====== Records for this task

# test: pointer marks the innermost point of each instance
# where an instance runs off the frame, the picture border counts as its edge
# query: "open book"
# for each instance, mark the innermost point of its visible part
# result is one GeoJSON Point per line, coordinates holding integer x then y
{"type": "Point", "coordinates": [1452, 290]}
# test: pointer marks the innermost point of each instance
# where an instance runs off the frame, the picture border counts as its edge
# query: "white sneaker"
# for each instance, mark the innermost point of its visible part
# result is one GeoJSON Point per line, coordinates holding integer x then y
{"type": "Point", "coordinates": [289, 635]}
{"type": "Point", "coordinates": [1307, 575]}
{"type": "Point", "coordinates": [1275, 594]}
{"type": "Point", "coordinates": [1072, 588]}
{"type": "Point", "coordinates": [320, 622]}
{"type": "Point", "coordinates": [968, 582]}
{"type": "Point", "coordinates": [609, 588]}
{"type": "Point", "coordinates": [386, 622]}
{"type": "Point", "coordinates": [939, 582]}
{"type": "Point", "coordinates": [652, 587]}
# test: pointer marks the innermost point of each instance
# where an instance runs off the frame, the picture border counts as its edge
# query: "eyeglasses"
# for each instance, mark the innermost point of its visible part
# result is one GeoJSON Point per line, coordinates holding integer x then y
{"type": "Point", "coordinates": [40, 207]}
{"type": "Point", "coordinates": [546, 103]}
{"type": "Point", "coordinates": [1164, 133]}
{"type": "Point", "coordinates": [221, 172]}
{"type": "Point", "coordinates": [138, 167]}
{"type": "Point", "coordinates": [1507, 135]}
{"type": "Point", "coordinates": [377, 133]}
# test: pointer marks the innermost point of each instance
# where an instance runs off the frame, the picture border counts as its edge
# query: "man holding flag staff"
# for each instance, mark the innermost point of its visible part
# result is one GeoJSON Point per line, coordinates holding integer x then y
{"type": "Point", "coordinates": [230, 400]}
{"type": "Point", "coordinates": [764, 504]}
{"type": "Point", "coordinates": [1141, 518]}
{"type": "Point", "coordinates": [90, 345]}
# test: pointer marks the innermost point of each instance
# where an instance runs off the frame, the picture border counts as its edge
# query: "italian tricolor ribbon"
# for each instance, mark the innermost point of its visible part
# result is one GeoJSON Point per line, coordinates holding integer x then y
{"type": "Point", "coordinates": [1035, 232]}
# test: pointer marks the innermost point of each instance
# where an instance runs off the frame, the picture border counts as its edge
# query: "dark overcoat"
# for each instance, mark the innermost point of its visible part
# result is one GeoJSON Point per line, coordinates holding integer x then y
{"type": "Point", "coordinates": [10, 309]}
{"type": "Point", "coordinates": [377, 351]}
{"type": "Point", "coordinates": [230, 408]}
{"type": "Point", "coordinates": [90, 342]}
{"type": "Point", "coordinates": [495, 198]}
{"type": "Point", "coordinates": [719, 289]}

============

Restate each record exactly as written.

## [Answer to this task]
# test: pointer marks the innermost point of each instance
# where an instance runs off the frame, the picture border counts as its edge
# query: "open book"
# for each instance, mark the innermost point of its visible part
# result is one GeoJSON Point per line, coordinates holding integer x then y
{"type": "Point", "coordinates": [1452, 290]}
# test: pointer marks the innermost point of each instance
# where an instance runs off the frame, the picture border counts as its edge
# query: "white sneaker"
# for each instance, mark the innermost point of its visible part
# result is one GeoJSON Point per line, coordinates holding integer x then y
{"type": "Point", "coordinates": [289, 635]}
{"type": "Point", "coordinates": [1307, 575]}
{"type": "Point", "coordinates": [1275, 594]}
{"type": "Point", "coordinates": [1072, 588]}
{"type": "Point", "coordinates": [320, 622]}
{"type": "Point", "coordinates": [968, 582]}
{"type": "Point", "coordinates": [609, 588]}
{"type": "Point", "coordinates": [386, 622]}
{"type": "Point", "coordinates": [939, 582]}
{"type": "Point", "coordinates": [652, 587]}
# test: pointer marks the innermost point of each instance
# where an instance runs off the frame, the picture border counts as its edge
# query: "eyeglasses"
# for each instance, mark the innermost point of its visible part
# result is one GeoJSON Point per line, coordinates holding integer x then y
{"type": "Point", "coordinates": [40, 207]}
{"type": "Point", "coordinates": [546, 103]}
{"type": "Point", "coordinates": [1164, 133]}
{"type": "Point", "coordinates": [221, 172]}
{"type": "Point", "coordinates": [138, 167]}
{"type": "Point", "coordinates": [1507, 135]}
{"type": "Point", "coordinates": [377, 133]}
# test: pointer marks the innermost point of each instance
# where an instance runs off the frame, the picture border counts as its edge
# query: "man holding flag staff"
# for each instance, mark the innermost point of its visible part
# result is one GeoJSON Point per line, coordinates holding integer x then y
{"type": "Point", "coordinates": [230, 400]}
{"type": "Point", "coordinates": [764, 504]}
{"type": "Point", "coordinates": [1141, 518]}
{"type": "Point", "coordinates": [90, 345]}
# test: pointer marks the innermost point of each instance
# where an instance runs off the frame, the picture border counts as its edge
# query: "italian tricolor ribbon"
# for each instance, mark the innermost point of its visible part
# result is one GeoJSON Point per line, coordinates holding integer x then y
{"type": "Point", "coordinates": [1035, 232]}
# test: pointer marks the innermost point of each instance
# where an instance runs off the frame, the picture border counts as its edge
# query: "dark overcoat"
# for each instance, mark the innermost point of its visible part
# result is one GeoJSON Point per line, coordinates holding integer x then y
{"type": "Point", "coordinates": [10, 309]}
{"type": "Point", "coordinates": [377, 351]}
{"type": "Point", "coordinates": [230, 408]}
{"type": "Point", "coordinates": [90, 342]}
{"type": "Point", "coordinates": [495, 198]}
{"type": "Point", "coordinates": [719, 289]}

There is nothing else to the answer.